Поскольку многие эмпирические факты, упоминаемые в стихотворении, соотносятся с таковыми из собственной жизни Бродского (написавшего стихотворение примерно через два года после смерти матери, которую он с момента эмиграции в Америку больше никогда не видел), то крайне соблазнительной и даже очевидной кажется возможность идентифицировать говорящего в стихотворении с самим Бродским и прочесть стихотворение как автобиографический текст. Но «деконтекстуализация» литературного текста не позволяет совершить такую идентификацию. Уже в силу того, что литературный текст создает свой собственный контекст, необходимо учитывать различие между внетекстовым автором и говорящим внутри текста, между подлинным миром и миром текста. Именно это различие приподнимает литературный текст над более автобиографическим-, делая чисто личное универсальным. В подлинном мире Бродский скорбел о смерти своей матери, в мире текста — это Сын, горюющий о смерти Матери, или, еще более обобщенно, — это человек, скорбящий о смерти другого, очень дорогого ему, человека и осознающий, что память об этом человеке безвозвратно исчезнет[270].

Задание 1:
Почему, согласно фрагменту о стихотворении Бродского, говорящего в стихотворении нельзя отождествить с самим поэтом? Ответьте в одном–трех предложениях.
Задание 2:
Напишите следующую часть фрагмента о стихотворении Бродского, начиная после его последнего предложения.
Листинг здесь не понадобится.

Листинг:

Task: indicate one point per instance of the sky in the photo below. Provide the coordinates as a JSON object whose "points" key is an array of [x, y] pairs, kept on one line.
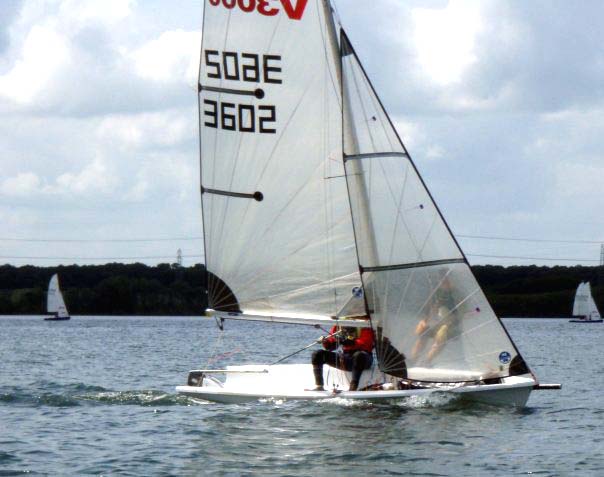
{"points": [[500, 103]]}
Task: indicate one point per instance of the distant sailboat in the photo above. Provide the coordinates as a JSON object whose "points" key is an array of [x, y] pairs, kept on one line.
{"points": [[584, 307], [315, 214], [55, 303]]}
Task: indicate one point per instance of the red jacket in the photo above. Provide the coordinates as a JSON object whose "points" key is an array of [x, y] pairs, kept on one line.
{"points": [[364, 341]]}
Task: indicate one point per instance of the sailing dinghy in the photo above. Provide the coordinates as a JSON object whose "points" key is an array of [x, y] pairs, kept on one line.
{"points": [[584, 306], [55, 303], [315, 214]]}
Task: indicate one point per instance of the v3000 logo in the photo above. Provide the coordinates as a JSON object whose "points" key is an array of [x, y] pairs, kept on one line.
{"points": [[294, 9]]}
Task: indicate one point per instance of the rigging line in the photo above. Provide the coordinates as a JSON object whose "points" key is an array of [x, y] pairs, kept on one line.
{"points": [[536, 258], [518, 239], [167, 239], [324, 33]]}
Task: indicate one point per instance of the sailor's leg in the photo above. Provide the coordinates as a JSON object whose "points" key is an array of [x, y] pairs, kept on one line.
{"points": [[361, 360], [319, 358]]}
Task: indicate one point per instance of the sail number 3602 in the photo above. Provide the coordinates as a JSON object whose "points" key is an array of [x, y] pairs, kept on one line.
{"points": [[239, 117]]}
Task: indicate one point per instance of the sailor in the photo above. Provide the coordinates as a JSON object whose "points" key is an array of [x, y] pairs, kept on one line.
{"points": [[441, 325], [354, 353]]}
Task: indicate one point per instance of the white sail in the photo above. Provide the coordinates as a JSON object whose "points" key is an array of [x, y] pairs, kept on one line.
{"points": [[55, 303], [584, 304], [426, 307], [307, 192], [580, 305], [277, 224]]}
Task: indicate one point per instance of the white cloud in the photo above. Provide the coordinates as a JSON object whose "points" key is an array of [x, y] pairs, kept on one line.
{"points": [[167, 128], [44, 54], [106, 12], [21, 185], [94, 177], [173, 56], [444, 39]]}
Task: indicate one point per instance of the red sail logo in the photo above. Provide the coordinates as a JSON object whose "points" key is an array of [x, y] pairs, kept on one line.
{"points": [[294, 9]]}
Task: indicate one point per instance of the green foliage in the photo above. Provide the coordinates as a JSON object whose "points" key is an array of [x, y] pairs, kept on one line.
{"points": [[168, 289], [111, 289]]}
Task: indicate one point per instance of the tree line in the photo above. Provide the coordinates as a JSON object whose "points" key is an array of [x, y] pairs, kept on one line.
{"points": [[169, 289]]}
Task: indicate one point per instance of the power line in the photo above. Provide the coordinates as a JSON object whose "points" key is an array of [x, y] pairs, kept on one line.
{"points": [[535, 258], [171, 239], [150, 257], [13, 239], [518, 239]]}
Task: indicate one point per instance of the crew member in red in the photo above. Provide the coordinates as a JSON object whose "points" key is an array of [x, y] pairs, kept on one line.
{"points": [[354, 354]]}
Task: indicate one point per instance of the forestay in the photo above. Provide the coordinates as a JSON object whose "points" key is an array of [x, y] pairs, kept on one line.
{"points": [[427, 309], [277, 223]]}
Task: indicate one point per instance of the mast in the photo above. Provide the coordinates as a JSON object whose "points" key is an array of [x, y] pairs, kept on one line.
{"points": [[349, 138]]}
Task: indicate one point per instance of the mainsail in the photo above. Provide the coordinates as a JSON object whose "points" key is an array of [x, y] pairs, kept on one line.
{"points": [[55, 303], [312, 205]]}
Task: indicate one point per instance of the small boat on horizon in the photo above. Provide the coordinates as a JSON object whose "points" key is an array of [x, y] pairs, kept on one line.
{"points": [[584, 306], [55, 303]]}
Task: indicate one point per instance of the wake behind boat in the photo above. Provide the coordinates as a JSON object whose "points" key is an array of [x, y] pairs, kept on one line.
{"points": [[55, 303], [315, 214], [584, 306]]}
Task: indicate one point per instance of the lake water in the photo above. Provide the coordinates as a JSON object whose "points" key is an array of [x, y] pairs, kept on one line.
{"points": [[95, 396]]}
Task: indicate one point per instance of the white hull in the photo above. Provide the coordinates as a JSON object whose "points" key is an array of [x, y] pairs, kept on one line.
{"points": [[288, 382]]}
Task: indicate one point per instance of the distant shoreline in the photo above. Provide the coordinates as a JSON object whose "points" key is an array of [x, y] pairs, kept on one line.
{"points": [[117, 289]]}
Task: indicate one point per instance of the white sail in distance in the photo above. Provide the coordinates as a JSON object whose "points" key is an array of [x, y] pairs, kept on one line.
{"points": [[55, 303], [584, 304]]}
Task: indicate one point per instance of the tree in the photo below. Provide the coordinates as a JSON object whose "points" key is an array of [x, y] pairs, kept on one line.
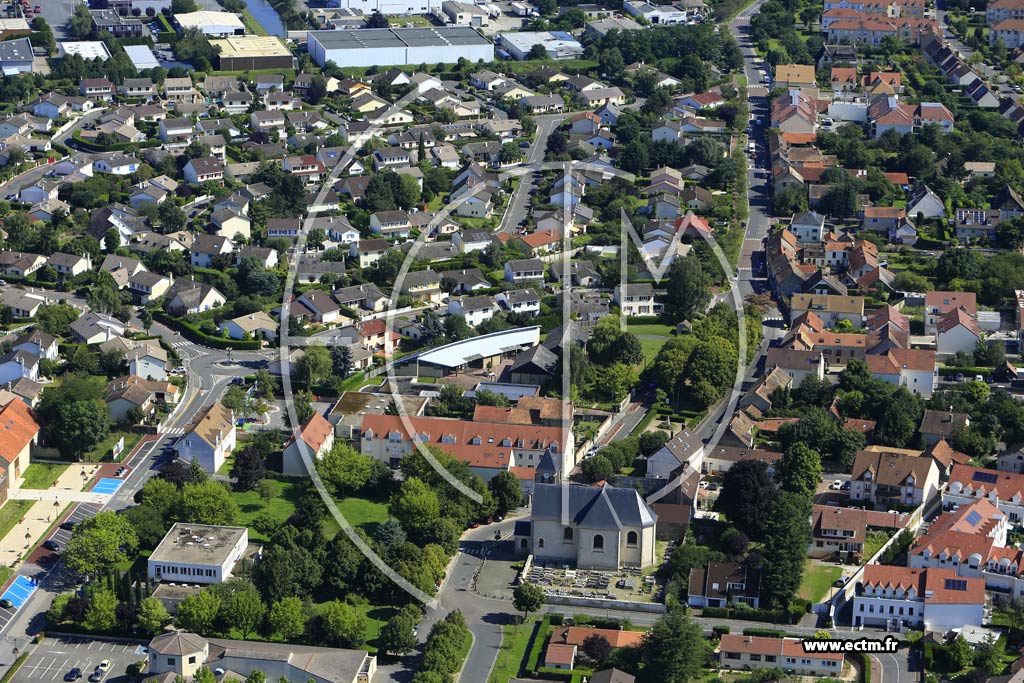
{"points": [[598, 468], [98, 543], [344, 469], [246, 608], [800, 470], [208, 503], [314, 366], [396, 636], [507, 491], [597, 648], [152, 614], [748, 492], [199, 612], [674, 650], [288, 617], [342, 625], [416, 505], [249, 467], [527, 598], [341, 361], [688, 290], [101, 612], [74, 427], [787, 532]]}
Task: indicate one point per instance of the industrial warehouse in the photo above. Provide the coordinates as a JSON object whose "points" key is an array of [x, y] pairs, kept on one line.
{"points": [[252, 52], [367, 47]]}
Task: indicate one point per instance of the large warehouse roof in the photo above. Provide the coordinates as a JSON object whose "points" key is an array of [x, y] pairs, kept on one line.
{"points": [[205, 19], [484, 346], [250, 46], [360, 39]]}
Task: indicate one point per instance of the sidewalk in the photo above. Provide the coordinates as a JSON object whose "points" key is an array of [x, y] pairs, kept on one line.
{"points": [[39, 517]]}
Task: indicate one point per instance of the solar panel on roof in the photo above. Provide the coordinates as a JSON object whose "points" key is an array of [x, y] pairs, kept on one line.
{"points": [[986, 477]]}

Ответ 1:
Литературный текст создает собственный контекст, и его «деконтекстуализация» не позволяет совершить такую идентификацию. Нужно учитывать различие между внетекстовым автором и говорящим внутри текста, а также между подлинным миром и миром текста.

Ответ 2:
Отделенность друг от друга подлинного мира и мира текста (оба — автономны) не означает, что между ними нет никаких связей. Последний не может существовать без первого; читатель всегда будет связывать мир текста с подлинным миром, используя (свои знания про) подлинный мир для интерпретации определенных феноменов, событий, связей и ситуаций в мире текста.
Для интерпретации стихотворения «Мысль о тебе <…>» наиболее относящимися к делу аспектами внетекстового контекста являются, разумеется, жизнь Бродского и другие его произведения. Стихотворение «Мысль о тебе <…>» может быть прочитано как произведение о болезненной неадекватности памяти, но остается при этом также стихотворением Бродского в память о его матери. В этой связи нелишним будет сравнить текст стихотворения с эссе Бродского «Полторы комнаты» (1985), из сборника «Меньше единицы»[271], в котором Бродский вспоминает своих родителей и свою юность в родительском доме.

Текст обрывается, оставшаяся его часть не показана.